↓↓↓

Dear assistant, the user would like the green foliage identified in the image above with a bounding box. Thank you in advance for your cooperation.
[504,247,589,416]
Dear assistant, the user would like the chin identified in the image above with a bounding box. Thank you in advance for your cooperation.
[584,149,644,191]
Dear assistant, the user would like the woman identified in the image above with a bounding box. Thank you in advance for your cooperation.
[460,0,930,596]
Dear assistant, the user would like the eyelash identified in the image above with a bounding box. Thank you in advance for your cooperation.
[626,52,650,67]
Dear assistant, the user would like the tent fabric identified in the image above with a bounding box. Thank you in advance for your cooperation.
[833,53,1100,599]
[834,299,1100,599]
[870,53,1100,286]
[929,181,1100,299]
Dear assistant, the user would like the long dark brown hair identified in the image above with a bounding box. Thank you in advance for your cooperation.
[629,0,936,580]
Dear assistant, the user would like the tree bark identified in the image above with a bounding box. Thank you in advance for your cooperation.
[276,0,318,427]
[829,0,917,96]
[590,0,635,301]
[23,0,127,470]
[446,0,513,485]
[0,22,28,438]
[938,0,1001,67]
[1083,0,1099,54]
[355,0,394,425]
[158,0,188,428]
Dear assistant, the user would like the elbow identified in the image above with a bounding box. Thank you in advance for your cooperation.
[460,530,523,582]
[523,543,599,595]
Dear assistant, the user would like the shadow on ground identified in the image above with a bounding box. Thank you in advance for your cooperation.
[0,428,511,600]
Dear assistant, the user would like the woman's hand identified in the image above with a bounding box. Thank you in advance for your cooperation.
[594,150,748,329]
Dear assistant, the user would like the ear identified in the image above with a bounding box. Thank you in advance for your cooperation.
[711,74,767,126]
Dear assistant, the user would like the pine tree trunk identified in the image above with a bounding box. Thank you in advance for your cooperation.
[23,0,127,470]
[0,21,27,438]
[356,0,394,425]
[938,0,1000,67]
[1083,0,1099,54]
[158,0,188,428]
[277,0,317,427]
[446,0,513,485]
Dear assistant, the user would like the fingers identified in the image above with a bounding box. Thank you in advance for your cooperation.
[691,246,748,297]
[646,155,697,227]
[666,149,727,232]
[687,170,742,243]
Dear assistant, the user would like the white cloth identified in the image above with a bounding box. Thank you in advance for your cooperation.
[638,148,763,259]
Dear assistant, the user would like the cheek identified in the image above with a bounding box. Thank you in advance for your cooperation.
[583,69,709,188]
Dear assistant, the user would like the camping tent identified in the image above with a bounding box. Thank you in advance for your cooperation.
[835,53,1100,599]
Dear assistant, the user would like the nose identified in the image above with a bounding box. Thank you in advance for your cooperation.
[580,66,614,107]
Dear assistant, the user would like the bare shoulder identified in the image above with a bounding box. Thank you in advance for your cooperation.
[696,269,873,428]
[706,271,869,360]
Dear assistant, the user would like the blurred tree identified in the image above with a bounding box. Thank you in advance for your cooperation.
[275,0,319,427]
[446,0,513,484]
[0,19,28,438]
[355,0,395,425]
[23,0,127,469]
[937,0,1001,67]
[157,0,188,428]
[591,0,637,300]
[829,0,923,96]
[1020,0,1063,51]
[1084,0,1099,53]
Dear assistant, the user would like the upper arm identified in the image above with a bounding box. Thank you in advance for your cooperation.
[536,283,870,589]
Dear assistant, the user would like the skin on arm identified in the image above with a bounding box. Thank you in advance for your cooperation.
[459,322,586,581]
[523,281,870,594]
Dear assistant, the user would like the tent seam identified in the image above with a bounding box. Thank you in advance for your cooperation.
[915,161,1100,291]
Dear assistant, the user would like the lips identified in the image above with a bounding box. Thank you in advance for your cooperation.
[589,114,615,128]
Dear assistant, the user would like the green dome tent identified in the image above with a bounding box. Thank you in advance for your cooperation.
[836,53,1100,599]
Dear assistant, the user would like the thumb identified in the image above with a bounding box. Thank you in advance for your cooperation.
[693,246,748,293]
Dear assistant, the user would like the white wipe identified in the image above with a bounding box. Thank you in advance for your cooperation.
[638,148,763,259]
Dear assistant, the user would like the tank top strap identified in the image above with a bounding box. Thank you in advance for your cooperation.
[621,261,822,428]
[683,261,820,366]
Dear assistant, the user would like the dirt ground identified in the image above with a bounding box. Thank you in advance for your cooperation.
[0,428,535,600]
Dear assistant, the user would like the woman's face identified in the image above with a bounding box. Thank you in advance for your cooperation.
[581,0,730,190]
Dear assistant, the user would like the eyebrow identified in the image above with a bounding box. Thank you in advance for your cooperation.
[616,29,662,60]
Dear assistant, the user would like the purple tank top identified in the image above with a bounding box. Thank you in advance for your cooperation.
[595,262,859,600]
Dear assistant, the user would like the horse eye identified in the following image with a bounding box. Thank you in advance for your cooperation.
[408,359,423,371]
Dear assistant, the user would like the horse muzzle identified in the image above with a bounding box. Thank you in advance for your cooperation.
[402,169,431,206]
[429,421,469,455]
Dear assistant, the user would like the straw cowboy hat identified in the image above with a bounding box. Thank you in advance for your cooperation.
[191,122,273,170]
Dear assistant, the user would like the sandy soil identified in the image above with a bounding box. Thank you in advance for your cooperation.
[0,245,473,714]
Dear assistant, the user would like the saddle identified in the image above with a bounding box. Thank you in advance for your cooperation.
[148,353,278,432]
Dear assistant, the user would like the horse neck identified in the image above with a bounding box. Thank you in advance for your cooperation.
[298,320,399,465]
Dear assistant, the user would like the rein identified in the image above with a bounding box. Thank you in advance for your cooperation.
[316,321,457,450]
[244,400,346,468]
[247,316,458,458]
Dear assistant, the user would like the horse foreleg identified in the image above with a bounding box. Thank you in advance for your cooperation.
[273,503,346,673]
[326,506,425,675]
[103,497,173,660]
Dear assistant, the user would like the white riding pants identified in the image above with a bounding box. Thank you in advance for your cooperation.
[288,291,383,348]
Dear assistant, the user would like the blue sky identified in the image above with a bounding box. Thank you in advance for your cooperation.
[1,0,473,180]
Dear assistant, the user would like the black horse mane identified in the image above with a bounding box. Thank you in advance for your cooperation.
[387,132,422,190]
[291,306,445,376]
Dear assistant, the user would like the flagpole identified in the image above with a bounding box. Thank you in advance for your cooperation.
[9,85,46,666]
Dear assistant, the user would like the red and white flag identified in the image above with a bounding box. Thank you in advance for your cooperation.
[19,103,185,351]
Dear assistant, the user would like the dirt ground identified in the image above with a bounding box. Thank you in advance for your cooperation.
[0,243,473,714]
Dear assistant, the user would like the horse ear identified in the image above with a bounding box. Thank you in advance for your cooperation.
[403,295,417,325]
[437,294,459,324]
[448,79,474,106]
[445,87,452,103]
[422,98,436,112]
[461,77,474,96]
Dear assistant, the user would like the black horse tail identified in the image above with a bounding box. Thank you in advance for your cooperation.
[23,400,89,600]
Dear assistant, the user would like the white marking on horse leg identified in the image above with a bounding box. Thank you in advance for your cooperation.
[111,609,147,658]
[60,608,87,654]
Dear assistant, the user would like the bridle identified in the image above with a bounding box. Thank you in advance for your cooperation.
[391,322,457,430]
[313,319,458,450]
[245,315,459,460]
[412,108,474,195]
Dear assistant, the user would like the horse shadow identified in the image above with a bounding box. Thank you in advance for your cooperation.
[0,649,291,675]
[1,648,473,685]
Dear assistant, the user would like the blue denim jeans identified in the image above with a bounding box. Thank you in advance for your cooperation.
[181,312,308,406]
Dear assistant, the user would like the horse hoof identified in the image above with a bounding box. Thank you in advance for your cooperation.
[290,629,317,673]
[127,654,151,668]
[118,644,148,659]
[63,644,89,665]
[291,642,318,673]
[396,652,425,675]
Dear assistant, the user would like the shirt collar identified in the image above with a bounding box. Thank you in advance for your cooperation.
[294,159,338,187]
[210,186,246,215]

↑↑↑
↓↓↓

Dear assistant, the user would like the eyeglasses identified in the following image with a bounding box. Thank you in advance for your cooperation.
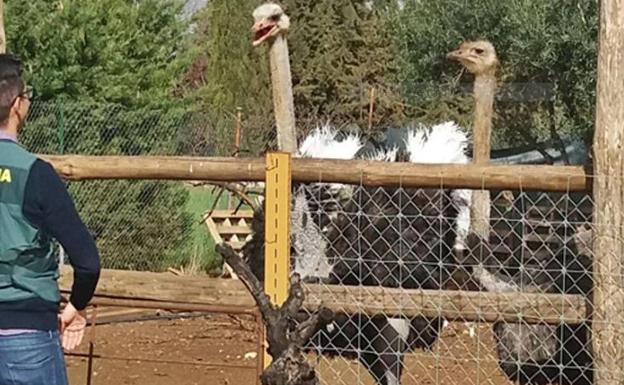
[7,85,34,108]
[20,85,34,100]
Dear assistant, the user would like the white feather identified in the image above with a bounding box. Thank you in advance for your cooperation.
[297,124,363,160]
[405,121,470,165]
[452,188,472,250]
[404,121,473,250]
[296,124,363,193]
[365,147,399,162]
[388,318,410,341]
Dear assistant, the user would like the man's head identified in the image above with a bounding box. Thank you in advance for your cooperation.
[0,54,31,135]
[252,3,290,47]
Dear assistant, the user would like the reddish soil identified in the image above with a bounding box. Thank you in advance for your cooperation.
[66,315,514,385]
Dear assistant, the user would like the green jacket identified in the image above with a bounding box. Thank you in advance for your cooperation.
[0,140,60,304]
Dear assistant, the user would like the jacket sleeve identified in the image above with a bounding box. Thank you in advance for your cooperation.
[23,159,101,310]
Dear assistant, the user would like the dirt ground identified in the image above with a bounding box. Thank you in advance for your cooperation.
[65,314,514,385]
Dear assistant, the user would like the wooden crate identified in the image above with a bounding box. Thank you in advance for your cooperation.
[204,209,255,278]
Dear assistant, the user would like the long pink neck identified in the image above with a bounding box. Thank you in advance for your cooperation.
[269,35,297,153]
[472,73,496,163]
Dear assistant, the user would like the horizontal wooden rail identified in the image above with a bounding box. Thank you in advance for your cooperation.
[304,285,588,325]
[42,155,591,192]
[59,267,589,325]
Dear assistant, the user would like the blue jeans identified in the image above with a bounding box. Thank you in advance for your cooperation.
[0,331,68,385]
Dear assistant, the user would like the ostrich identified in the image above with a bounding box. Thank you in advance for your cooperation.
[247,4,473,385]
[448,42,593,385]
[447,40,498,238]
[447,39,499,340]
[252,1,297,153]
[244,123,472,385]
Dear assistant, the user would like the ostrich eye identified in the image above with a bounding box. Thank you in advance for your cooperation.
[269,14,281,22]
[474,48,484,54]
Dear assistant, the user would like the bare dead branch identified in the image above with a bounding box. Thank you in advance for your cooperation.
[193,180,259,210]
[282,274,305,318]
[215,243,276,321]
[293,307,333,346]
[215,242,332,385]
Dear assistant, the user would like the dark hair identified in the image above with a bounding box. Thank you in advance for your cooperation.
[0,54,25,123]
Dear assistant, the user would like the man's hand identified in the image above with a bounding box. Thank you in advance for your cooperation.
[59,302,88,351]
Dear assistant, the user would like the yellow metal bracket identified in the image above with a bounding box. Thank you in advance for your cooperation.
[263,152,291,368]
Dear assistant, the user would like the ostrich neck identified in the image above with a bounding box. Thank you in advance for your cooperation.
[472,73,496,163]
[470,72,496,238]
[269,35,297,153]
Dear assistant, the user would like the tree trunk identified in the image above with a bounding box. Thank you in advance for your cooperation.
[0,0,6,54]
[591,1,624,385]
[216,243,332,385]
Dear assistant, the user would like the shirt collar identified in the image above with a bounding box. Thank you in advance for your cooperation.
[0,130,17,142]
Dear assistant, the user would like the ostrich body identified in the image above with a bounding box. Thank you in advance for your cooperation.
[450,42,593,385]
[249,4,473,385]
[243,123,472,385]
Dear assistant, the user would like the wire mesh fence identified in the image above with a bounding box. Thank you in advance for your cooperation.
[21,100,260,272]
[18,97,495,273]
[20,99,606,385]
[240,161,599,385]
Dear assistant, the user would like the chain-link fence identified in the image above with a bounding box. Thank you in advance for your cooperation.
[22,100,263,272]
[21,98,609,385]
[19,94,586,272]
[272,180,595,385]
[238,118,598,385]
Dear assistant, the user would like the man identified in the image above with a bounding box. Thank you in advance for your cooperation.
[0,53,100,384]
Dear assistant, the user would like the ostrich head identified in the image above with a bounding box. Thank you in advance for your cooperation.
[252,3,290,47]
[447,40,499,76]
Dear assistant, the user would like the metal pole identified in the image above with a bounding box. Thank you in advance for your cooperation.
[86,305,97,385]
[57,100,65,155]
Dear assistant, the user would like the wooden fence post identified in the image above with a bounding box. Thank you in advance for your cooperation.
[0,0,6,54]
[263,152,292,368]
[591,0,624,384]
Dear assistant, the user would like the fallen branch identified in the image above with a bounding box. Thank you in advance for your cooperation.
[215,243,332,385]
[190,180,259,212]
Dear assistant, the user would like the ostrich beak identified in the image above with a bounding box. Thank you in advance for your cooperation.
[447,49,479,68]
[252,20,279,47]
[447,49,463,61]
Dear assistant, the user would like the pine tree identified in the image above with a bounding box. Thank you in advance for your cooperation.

↑↑↑
↓↓↓

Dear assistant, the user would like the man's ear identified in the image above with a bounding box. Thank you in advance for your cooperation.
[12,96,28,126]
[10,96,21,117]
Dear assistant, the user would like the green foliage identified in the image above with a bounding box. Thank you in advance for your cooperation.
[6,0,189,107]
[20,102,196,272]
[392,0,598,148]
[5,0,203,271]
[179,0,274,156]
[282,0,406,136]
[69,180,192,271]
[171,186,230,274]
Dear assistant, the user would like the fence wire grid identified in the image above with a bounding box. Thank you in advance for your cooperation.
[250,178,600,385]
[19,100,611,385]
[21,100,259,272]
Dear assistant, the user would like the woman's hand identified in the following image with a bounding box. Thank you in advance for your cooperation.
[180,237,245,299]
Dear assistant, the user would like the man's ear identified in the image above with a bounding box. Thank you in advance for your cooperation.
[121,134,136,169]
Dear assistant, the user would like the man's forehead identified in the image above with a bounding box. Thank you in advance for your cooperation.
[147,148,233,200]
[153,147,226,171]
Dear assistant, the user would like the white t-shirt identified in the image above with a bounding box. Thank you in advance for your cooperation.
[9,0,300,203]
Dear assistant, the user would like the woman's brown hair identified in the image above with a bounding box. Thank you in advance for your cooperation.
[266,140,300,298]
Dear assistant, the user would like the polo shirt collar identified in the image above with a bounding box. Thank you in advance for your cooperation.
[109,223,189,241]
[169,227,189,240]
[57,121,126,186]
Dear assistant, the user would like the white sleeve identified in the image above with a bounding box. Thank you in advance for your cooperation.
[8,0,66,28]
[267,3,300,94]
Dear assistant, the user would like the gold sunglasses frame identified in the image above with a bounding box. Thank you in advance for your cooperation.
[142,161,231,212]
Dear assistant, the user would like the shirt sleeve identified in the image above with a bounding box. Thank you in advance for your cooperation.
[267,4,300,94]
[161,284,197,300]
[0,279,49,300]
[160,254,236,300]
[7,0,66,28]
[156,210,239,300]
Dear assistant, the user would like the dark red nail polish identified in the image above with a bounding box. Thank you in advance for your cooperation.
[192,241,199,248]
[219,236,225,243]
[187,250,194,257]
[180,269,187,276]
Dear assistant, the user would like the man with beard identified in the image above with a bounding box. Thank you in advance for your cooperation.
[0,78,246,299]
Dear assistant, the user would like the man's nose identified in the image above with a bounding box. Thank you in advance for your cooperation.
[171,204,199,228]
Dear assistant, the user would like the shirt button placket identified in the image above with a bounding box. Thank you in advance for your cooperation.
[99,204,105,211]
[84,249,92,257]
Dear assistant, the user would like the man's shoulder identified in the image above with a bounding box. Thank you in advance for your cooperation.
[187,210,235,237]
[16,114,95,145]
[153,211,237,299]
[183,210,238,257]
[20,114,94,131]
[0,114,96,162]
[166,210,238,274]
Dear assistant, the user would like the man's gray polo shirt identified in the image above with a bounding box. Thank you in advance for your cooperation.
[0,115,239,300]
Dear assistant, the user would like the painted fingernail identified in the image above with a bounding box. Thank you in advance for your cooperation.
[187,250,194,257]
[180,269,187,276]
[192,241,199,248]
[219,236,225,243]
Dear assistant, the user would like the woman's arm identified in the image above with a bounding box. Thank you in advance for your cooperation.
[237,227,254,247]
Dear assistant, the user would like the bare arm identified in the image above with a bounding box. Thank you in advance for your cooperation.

↑↑↑

I'd like the lines above from the one with "Dear assistant, the user would like the man identified" up to and including the one with "Dear assistant, the user would like the pine tree identified" copied exactly, with no other lines.

Dear assistant, the user would like the man identified in the image above with a bounding box. Thank you in advance for your cooperation.
[0,53,100,384]
Dear assistant, the user would like the ostrich head identified in the image above with a bounding box. Thank you in advance for your cooperation.
[252,3,290,47]
[447,40,499,76]
Dear assistant, the user would like the metal pole identified in the image above with a bounding box. Thank you in advance for your cooperation.
[86,305,97,385]
[57,100,65,155]
Dear assistant, the user would like the wooden fence post identified in the image above with a bounding box. Thank you in advance for your cooperation.
[0,0,6,54]
[263,152,292,368]
[591,0,624,384]
Dear assistant, the user would like the fallen branch identified in the image above with a bounding box. Thank you in advance for your cooperation.
[215,243,332,385]
[190,180,259,212]
Dear assistant, the user would like the ostrich beak identified in the image above with a bounding box. Thank you in advance for your cooperation.
[447,49,479,68]
[252,20,279,47]
[447,49,463,61]
Dear assistant, the user would like the pine tree identified in the image above with a bounding box. Thank you in advance for your cooperation.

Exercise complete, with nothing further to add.